TEXTAUSZUG:
%%

Ihr Zweck ist es nicht, das Vergangene
auszulöschen, sondern das Wertvolle
unsterblich zu machen.
Abschiednehmen bringt viel Kummer und
Sehnsucht mit sich. Insofern ist der
Jugendliche ein Trauernder, doch ein
Trauernder, der zunächst nur verschwommen
erkennt, was er verliert und was so schwer zu
verschmerzen ist, die leidenschaftliche Bindung
an die Eltern und an die Dialoge, die einst den
Mittelpunkt seiner kindlichen Existenz
bildeten.
Die Adoleszenz ist eine Zeit des Umbruchs,
die den Heranwachsenden mit Ängsten,
Nöten und Sorgen plagt, aber auch
Sehnsüchte und Hoffnungen in ihm
weckt.
Der Abschied von der Kindheit ist nicht nur
eine Wiederholung der kindlichen Szenarien,
sondern gleichsam ein Rangier- und
Verschiebebahnhof, in dem die Weichen für
die Zukunft, bewusst oder unbewusst, noch
einmal neu gestellt werden.
Anna Freud, 1996:
”Der Jugendliche ist gleichzeitig im
stärksten Masse egoistisch, betrachtet
sich selbst als den Mittelpunkt der Welt, auf
den das ganze eigene Interesse konzentriert
ist, und ist doch wie nie mehr im späteren
Leben opferfähig und zur Hingabe bereit.

%%

ZU LÖSENDE AUFGABEN:
[a] Fasse im Textauszug über die Adoleszenz den Absatz, der mit „Abschiednehmen bringt viel Kummer“ beginnt, kürzer zusammen. Die wesentlichen Aussagen müssen erhalten bleiben.
[b] Kopiere aus dem Textauszug über die Adoleszenz unverändert den Abschnitt zwischen „Die Adoleszenz ist“ und „neu gestellt werden.“. Beide Stellen gehören dazu.
[c] Womit vergleicht der Textauszug über die Adoleszenz den Abschied von der Kindheit?

Datensatzauszüge zum Zeigen auf Objekte:
%%

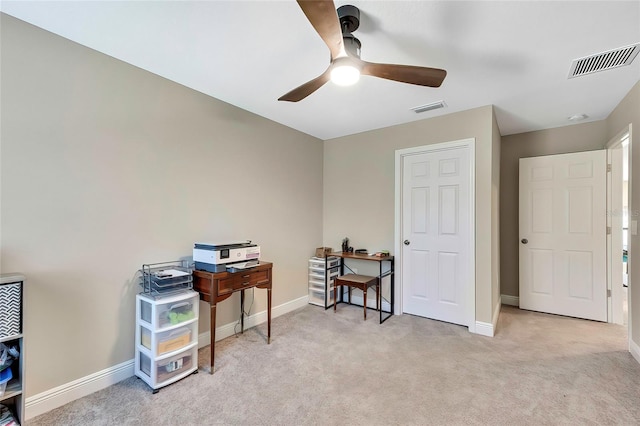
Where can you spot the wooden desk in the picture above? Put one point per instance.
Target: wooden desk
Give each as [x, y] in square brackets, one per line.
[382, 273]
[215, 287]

%%

SCHRIFTLICHE ANTWORTEN:
[a] Abschiednehmen bringt Kummer und Sehnsucht. Deshalb ist der Jugendliche ein Trauernder. Er erkennt zunächst nur undeutlich, was er verliert: die leidenschaftliche Bindung an die Eltern und an die Dialoge, die früher den Mittelpunkt seiner kindlichen Existenz bildeten.

[b]
Die Adoleszenz ist eine Zeit des Umbruchs,
die den Heranwachsenden mit Ängsten,
Nöten und Sorgen plagt, aber auch
Sehnsüchte und Hoffnungen in ihm
weckt.
Der Abschied von der Kindheit ist nicht nur
eine Wiederholung der kindlichen Szenarien,
sondern gleichsam ein Rangier- und
Verschiebebahnhof, in dem die Weichen für
die Zukunft, bewusst oder unbewusst, noch
einmal neu gestellt werden.

[c] Mit einem Rangier- und Verschiebebahnhof, in dem die Weichen für die Zukunft noch einmal neu gestellt werden.